▶ [EXTRACTED TEXT]
*-*-*

How can I process xml asynchronously in python?
Asked Answered
R

4

7

I have a large XML data file (>160M) to process, and it seems like SAX/expat/pulldom parsing is the way to go. I'd like to have a thread that sifts through the nodes and pushes nodes to be processed onto a queue, and then other worker threads pull the next available node off the queue and process it.

I have the following (it should have locks, I know - it will, later)

import sys, time
import xml.parsers.expat
import threading

q = []

def start_handler(name, attrs):
    q.append(name)

def do_expat():
    p = xml.parsers.expat.ParserCreate()
    p.StartElementHandler = start_handler
    p.buffer_text = True
    print("opening {0}".format(sys.argv[1]))
    with open(sys.argv[1]) as f:
        print("file is open")
        p.ParseFile(f)
        print("parsing complete")


t = threading.Thread(group=None, target=do_expat)
t.start()

while True:
    print(q)
    time.sleep(1)

The problem is that the body of the while block gets called only once, and then I can't even ctrl-C interrupt it. On smaller files, the output is as expected, but that seems to indicate that the handler only gets called when the document is fully parsed, which seems to defeat the purpose of a SAX parser.

*-*-*

▶ [GIVEN DATA]
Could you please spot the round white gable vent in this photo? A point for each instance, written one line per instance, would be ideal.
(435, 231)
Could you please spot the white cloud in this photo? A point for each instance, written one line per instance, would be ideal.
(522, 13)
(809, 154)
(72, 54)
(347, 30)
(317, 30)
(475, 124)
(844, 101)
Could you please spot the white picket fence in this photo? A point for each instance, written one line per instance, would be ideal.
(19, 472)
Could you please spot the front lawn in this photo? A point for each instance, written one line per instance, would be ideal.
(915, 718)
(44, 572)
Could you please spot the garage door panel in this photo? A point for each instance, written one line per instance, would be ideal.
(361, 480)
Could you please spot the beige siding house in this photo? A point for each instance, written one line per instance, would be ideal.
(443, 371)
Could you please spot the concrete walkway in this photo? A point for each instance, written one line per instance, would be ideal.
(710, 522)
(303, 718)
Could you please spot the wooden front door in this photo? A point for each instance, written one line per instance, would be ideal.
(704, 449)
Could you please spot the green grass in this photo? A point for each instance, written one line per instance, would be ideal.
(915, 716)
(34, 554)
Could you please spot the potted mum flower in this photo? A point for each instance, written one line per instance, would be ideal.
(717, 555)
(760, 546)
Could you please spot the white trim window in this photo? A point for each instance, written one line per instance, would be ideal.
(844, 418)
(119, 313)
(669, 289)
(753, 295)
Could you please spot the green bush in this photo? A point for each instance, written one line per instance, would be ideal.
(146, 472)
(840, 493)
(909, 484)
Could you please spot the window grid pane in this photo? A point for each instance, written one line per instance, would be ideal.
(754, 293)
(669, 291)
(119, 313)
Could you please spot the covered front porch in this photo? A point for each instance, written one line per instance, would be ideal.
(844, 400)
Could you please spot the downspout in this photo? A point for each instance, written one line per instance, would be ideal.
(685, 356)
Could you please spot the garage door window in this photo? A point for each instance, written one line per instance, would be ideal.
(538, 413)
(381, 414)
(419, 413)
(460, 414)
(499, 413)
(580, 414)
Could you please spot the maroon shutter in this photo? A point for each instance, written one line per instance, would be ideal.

*-*-*

▶ [WORK INSTRUCTIONS]
1: According to the Python XML question, why does the parser's behavior seem to defeat the purpose of a SAX parser? Answer in one to three sentences.
2: In the Python XML question, what does the asker say the code should have and will get later?
3: Duplicate the Python XML question's text word for word, everything from "The problem is" down to "a SAX parser.".

▶ [FINAL RESULTS]
1: The asker's results suggest that the handler is only called once the whole document has been fully parsed. That seems to defeat the purpose of a SAX parser.

2: Locks.

3:
The problem is that the body of the while block gets called only once, and then I can't even ctrl-C interrupt it. On smaller files, the output is as expected, but that seems to indicate that the handler only gets called when the document is fully parsed, which seems to defeat the purpose of a SAX parser.